(GIVEN RECORDS):
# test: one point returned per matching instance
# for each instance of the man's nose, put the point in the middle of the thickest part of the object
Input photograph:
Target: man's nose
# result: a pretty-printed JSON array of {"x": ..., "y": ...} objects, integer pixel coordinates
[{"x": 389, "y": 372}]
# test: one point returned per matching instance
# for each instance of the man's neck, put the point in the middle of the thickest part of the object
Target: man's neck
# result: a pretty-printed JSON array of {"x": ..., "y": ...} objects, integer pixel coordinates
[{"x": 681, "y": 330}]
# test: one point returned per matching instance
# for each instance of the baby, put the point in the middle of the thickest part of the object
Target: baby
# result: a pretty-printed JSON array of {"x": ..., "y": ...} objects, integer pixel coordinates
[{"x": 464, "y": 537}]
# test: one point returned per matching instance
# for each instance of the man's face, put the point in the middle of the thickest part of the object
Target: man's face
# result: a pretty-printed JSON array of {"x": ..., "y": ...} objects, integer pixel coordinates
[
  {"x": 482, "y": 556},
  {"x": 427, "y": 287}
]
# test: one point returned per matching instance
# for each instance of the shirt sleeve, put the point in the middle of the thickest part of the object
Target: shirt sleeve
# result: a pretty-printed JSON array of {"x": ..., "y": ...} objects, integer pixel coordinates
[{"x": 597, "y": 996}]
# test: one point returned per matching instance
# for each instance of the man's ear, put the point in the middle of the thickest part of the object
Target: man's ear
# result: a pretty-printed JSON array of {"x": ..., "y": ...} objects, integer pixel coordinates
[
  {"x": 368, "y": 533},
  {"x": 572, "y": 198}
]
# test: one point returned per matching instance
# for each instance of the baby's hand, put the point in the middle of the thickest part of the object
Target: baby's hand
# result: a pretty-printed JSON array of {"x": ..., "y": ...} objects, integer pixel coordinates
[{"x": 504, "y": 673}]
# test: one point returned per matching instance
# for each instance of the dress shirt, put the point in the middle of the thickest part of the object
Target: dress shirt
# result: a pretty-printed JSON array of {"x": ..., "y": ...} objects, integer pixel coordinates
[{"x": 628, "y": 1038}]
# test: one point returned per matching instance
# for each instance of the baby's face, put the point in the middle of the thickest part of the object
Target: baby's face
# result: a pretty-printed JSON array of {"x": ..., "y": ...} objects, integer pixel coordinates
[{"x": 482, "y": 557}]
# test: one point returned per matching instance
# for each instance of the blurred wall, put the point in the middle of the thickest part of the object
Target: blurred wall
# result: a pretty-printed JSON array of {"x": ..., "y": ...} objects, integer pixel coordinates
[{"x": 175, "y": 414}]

(AIM OF THE TASK):
Set down exactly the lines of the material above from the one with "# for each instance of the shirt" through the end. Include both ends and nothing else.

(YOUR SOLUTION):
# for each instance of the shirt sleeve, put the point in the middle of the thickest part of the object
Target: shirt sleeve
# result: a pretty-printed JSON array of {"x": ..., "y": ...} objects, integer pixel coordinates
[{"x": 597, "y": 996}]
# test: one point returned per matching instance
# for each instance of the man's ear, put the point in the middle of the thickest part of the object
Target: man's ear
# result: a pretty-printed JSON array of {"x": ..., "y": ...} objects, integer pixel coordinates
[
  {"x": 368, "y": 533},
  {"x": 572, "y": 198}
]
# test: one point returned per matching instance
# for each instance of the baby's hand, put the point in the middle of the thickest part of the object
Target: baby's hand
# result: a pretty-printed JSON array of {"x": ..., "y": ...} objects, integer pixel coordinates
[{"x": 504, "y": 673}]
# test: one point returned per matching instance
# for each instance of the dress shirt, put the point in the middle of the thickest part of the object
Target: dress shirt
# result: a pretty-printed JSON array of {"x": ..., "y": ...} objects, integer pixel coordinates
[{"x": 628, "y": 1038}]
# test: one point returned per matching instance
# for each instance of the baby's face, put the point in the middle of the thickest part of the object
Target: baby's face
# result: a pretty-printed JSON array of {"x": ..., "y": ...} objects, integer pixel coordinates
[{"x": 482, "y": 557}]
# test: one point returned per matching instance
# for each instance of the blurred wall, put the point in the middle of the thickest part of the object
Target: blurred wall
# result: a pretty-printed JSON array of {"x": ..., "y": ...} objects, integer pixel coordinates
[{"x": 175, "y": 414}]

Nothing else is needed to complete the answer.